--- Start Source material ---

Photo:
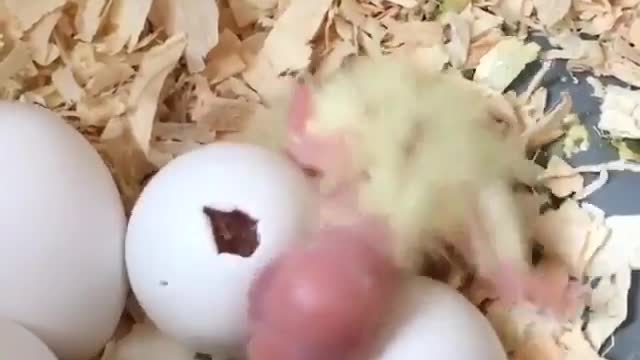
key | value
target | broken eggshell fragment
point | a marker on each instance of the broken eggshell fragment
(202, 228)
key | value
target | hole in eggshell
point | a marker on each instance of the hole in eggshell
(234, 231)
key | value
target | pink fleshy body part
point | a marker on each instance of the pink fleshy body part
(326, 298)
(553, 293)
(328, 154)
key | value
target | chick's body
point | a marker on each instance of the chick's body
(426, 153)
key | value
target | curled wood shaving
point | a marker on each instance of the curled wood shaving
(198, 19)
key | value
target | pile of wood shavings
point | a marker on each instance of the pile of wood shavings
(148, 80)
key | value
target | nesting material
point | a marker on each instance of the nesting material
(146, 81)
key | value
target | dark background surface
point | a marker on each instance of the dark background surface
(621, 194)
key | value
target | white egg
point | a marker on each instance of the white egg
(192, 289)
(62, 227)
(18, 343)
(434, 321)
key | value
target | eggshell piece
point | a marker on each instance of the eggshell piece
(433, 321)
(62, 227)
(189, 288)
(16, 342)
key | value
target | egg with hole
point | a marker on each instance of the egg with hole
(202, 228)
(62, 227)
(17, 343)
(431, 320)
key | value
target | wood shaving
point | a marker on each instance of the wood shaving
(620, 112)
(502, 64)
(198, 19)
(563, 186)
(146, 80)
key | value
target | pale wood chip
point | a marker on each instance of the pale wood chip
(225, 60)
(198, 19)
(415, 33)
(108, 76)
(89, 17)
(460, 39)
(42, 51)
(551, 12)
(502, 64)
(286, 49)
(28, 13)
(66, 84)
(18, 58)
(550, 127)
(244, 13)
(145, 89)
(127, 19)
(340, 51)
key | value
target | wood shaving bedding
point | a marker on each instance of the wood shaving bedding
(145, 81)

--- End Source material ---
--- Start Source material ---

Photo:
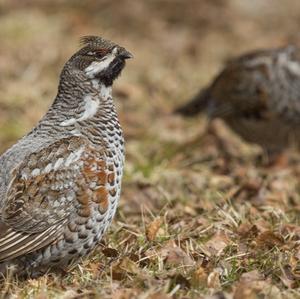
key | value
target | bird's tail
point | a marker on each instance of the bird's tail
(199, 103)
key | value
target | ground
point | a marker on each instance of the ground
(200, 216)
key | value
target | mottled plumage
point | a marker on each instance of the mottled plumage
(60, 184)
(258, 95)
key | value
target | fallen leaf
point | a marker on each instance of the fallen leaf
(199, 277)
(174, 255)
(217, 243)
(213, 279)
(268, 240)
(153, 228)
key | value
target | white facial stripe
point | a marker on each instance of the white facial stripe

--- End Source material ---
--- Start Source material ---

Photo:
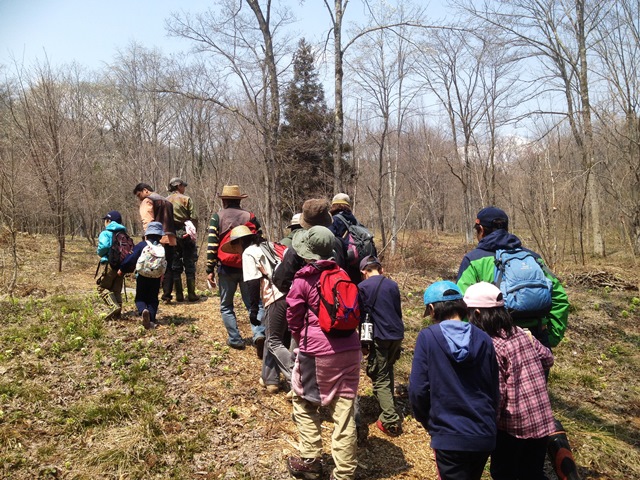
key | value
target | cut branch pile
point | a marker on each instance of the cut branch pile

--- End Source material ---

The exercise. Select each line of the items above that contains the word "fleshy", and copy those lines in full.

Correct result.
target | pink fleshy body part
point | a marker on each instance of the pink fleshy body part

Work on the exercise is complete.